Your output must be the lines below from the line containing "e.g. [[618, 161]]" to the line containing "e.g. [[208, 234]]", both lines included, reproduced exactly and without pictures.
━━━
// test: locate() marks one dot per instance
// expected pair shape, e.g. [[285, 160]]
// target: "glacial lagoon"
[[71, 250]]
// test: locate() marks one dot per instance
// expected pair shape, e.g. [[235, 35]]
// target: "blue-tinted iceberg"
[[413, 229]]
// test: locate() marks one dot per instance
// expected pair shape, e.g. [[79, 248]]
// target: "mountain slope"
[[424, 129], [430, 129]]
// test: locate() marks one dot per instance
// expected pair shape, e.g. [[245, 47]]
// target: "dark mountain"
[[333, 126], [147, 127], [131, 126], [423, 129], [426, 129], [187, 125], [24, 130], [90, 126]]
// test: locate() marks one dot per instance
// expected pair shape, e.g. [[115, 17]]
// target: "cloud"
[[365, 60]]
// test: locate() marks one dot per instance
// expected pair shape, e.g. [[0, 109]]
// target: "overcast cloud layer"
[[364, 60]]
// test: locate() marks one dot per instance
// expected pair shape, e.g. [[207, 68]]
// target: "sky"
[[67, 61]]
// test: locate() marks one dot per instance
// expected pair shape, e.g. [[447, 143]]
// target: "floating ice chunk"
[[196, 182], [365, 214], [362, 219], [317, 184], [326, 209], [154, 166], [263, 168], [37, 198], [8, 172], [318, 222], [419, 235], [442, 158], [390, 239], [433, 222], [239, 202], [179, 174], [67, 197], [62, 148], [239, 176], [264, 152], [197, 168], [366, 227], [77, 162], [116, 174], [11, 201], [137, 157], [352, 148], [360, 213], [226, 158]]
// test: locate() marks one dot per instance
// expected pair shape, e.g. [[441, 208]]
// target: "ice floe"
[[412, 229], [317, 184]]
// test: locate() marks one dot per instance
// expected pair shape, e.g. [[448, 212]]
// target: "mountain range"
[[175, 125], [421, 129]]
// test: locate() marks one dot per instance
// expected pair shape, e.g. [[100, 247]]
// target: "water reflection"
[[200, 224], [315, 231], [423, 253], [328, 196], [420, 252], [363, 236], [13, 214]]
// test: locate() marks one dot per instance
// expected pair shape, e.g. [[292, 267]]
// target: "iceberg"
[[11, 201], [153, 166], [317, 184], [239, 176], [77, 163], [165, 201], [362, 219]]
━━━
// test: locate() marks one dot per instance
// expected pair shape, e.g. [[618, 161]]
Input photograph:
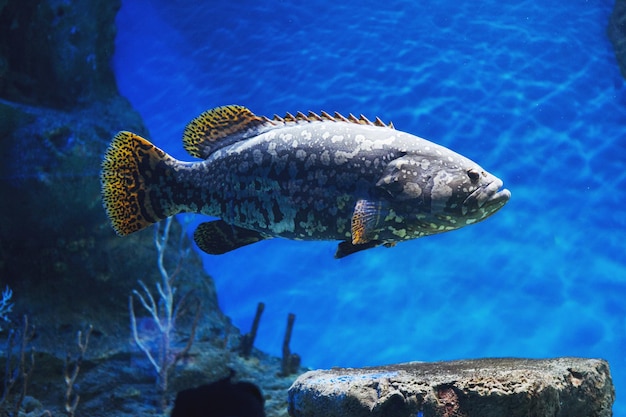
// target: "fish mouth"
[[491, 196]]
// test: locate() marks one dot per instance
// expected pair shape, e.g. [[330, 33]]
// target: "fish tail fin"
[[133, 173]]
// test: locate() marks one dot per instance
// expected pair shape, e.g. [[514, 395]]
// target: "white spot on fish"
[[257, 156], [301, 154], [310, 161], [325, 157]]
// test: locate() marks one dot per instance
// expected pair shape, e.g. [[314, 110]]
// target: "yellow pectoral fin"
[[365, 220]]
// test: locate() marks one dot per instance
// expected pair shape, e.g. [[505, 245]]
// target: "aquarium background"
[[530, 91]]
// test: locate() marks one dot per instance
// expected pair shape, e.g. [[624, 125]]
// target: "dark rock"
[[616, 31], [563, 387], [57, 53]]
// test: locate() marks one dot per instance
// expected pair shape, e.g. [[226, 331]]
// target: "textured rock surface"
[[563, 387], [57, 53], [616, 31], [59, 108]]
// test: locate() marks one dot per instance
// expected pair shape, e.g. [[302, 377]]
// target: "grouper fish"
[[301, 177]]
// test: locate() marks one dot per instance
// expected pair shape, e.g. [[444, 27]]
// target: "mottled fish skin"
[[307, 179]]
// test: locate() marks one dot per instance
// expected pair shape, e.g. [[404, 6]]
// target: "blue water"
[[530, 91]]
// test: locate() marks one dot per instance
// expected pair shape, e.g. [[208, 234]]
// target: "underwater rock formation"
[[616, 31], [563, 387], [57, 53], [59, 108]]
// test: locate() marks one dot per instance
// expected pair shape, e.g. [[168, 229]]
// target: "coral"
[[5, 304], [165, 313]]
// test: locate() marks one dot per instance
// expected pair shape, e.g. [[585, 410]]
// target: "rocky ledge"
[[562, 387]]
━━━
**RESPONSE**
// expected pair shape, e.g. [[618, 161]]
Input photograph:
// target: "fish mouth"
[[491, 196]]
// test: locate() marks one dot per instance
// expected pair shape, e.g. [[330, 33]]
// target: "fish tail fin"
[[133, 173]]
// test: locate() marks one dot per instance
// expected pair shape, e.g. [[514, 395]]
// target: "white spot on fish"
[[257, 156], [301, 154], [310, 161], [325, 157]]
// test: locate() marks one dot per instance
// expected pair shape, e.g. [[314, 110]]
// target: "yellow pectoral fin"
[[365, 220]]
// test: locate() marks one dot per instance
// expected pair shape, e.g. [[505, 245]]
// target: "aquarium background"
[[530, 91]]
// test: locate() marks one dot per instance
// expected pair shape, e.g. [[624, 125]]
// target: "dark rock"
[[616, 31], [563, 387], [57, 53]]
// test: locate() marks one dot per instance
// expected pair shape, e.g. [[226, 331]]
// target: "textured rock surface"
[[563, 387], [57, 53], [616, 31], [59, 108]]
// test: locate() marks one dot per instance
// expected pair shape, e.g. [[302, 377]]
// target: "grouper fish"
[[301, 177]]
// test: locate() marks one dot per instance
// expected pair shape, e.g. [[444, 27]]
// target: "mottled fish skin"
[[307, 179]]
// test: locate() marks one dot per instance
// expected pair shape, e.g. [[404, 6]]
// target: "blue water"
[[530, 91]]
// test: locate() marks one dot per instance
// expected pair shape, e.g. [[208, 234]]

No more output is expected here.